**SOURCE TEXT:**
• • • • •

Is Libra A Global Answer To Financial Inclusion?

In case you missed it, Facebook is developing a cryptocurrency; it’s called “Libra”. The coin’s official debut is still a speck on the horizon, slated as it is for sometime in 2020, but that hasn’t dampened the frenzy of coverage since the release of its whitepaper last month. The whitepaper portrays Libra as a crypto which will deliver on “the internet of money.” This means that the coin is not just a new global digital currency, but an inclusive one at that, designed to address the needs of the unbanked and poor. It’s a project so ambitious, so far-reaching, and involving so many moving parts that a tech giant like Facebook might be the only party able to pull it off. But this fact begets another question: given everything we know about Facebook, are they really the right company to make the long-sought-after dream of global financial inclusion come true?


A Noble Purpose

Libra’s stated mission is, at heart, an inclusive one. Its whitepaper states as much up front: “Libra’s mission is to enable a simple global currency and financial infrastructure that empowers billions of people.” It goes on to remind readers that 1.7 billion adults worldwide remain unbanked, as well as of the dropping costs of smartphones and messaging services. If technology products and services alike are becoming more affordable, why haven’t the world’s financial services providers followed suit?

This is the basic question at the heart of Libra. Facebook’s proposed answer to that question is to create a blockchain-based solution with global reach and the support of Silicon Valley heavyweights. It’s not Bitcoin — Libra can’t be mined, and as a “stablecoin”, its value is intended not to fluctuate. It’s not M-Pesa, either — the coin’s global aspirations mean that it has to work for all users in all markets, unlike siloed, regional mobile money providers whose services often lack interoperability. In truth, the world has never seen a financial product like Libra before, so it should come as no surprise that the product has elicited its fair share of skepticism.


Public trust in tech giants has eroded in recent years, and Facebook in particular has been plagued by scandal after scandal, ranging from shady data-selling operations and enablement of election interference in the U.S. to deadly violence in Myanmar and data breaches in Europe. Critics worry that handing Facebook the keys to the payments castle may pose a risk to consumers given the company’s track record.

• • • • •

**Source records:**
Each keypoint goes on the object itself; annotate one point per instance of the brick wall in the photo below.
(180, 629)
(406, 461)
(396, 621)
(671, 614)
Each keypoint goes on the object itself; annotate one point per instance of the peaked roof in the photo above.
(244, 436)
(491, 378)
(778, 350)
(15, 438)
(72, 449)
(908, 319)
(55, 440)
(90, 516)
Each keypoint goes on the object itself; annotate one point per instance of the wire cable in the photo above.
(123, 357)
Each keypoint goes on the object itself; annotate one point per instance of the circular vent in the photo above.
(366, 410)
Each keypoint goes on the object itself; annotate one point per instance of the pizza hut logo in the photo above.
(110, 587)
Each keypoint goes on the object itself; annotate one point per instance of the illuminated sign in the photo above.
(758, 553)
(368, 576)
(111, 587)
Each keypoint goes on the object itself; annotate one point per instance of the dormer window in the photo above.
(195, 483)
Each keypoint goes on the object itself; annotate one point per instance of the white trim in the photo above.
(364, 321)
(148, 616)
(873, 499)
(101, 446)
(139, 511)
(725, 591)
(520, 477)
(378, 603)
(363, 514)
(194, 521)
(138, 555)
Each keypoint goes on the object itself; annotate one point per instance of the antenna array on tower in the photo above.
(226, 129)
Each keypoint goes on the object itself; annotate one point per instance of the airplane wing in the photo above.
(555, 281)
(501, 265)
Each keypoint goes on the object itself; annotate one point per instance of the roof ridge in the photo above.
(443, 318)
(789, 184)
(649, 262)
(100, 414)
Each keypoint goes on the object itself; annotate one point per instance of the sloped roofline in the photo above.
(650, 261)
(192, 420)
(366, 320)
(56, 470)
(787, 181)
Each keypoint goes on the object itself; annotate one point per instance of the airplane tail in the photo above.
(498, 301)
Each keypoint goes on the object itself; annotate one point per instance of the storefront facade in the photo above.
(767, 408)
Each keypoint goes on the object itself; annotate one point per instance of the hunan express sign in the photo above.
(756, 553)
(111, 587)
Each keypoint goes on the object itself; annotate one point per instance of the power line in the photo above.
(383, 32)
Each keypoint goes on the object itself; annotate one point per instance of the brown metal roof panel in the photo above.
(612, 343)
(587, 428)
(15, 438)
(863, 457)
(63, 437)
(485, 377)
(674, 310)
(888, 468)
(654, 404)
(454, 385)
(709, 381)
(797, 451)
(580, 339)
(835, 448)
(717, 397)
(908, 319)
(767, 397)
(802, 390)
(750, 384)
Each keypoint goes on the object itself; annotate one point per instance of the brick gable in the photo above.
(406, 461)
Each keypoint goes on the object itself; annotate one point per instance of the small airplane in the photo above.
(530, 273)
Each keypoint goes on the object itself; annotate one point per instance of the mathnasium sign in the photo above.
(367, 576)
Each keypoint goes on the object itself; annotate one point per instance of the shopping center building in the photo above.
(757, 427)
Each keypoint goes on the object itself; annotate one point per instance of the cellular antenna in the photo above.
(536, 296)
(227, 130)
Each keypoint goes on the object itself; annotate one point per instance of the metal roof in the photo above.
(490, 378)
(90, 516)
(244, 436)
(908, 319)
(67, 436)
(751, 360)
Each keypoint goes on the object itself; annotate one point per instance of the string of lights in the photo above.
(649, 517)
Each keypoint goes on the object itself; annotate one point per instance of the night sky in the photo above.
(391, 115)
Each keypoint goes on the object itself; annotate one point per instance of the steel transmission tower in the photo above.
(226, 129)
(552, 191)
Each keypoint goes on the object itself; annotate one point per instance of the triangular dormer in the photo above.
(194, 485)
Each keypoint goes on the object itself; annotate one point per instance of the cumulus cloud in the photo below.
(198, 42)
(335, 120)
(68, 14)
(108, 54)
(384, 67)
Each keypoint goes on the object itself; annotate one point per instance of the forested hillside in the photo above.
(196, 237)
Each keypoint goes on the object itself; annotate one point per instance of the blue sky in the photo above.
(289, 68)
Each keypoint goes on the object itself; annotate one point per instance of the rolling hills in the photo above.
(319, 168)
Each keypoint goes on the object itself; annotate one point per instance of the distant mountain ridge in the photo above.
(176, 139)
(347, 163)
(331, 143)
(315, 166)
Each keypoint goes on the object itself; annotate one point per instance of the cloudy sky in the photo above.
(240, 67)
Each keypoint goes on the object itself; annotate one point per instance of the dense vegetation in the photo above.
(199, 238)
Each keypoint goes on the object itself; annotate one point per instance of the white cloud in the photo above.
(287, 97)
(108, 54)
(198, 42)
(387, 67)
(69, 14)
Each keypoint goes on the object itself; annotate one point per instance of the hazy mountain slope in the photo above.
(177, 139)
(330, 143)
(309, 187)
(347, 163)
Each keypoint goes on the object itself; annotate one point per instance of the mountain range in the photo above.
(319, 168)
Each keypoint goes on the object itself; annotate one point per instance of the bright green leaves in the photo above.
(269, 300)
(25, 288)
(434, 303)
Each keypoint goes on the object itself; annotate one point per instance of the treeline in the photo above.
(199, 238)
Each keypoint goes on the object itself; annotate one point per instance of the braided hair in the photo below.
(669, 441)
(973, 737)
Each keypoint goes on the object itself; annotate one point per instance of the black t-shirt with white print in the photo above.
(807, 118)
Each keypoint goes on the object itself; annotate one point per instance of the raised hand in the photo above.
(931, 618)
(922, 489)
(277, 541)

• • • • •

**TASK PROMPT:** Continue the article on Facebook's Libra cryptocurrency and financial inclusion from the point where it stops.

**RESULT OF THIS TASK:**
Perhaps Libra is the company’s attempt to make good — to win back the public’s trust by engendering a tangible social benefit. As of now, however, the perception of Facebook as a massive, amoral, data-obsessed corporation has led observers — including Facebook co-founder and former spokesman Chris Hughes — to question whether it is the right custodian for a project aimed at the greater good. But Facebook, always one step ahead, has taken steps both technically and organizationally to argue that Libra and the Libra Association are something new, and not mere feudal subjects.


Technical Measures

One such measure is Libra’s reseller mechanism. Resellers are vendors licensed by the Libra Association (the non-profit established by Facebook and partners) to distribute Libra to end users. End users pay resellers in “fiat” (any government-issued currency), and in exchange the reseller obtains Libra from the Libra Association and deposits it into the end user’s wallet.

The importance of resellers to the Libra ecosystem is guaranteed by Libra’s very design. Libra is programmed such that units of Libra are created and destroyed exclusively via reseller purchases and sellbacks, respectively. End users cannot purchase Libra directly from the Association, and the Association itself cannot mint or destroy Libra unless it’s at a reseller’s behest. In other words, the association cannot directly interfere with the Libra economy, and reseller demand is intended to be the primary driver behind Libra.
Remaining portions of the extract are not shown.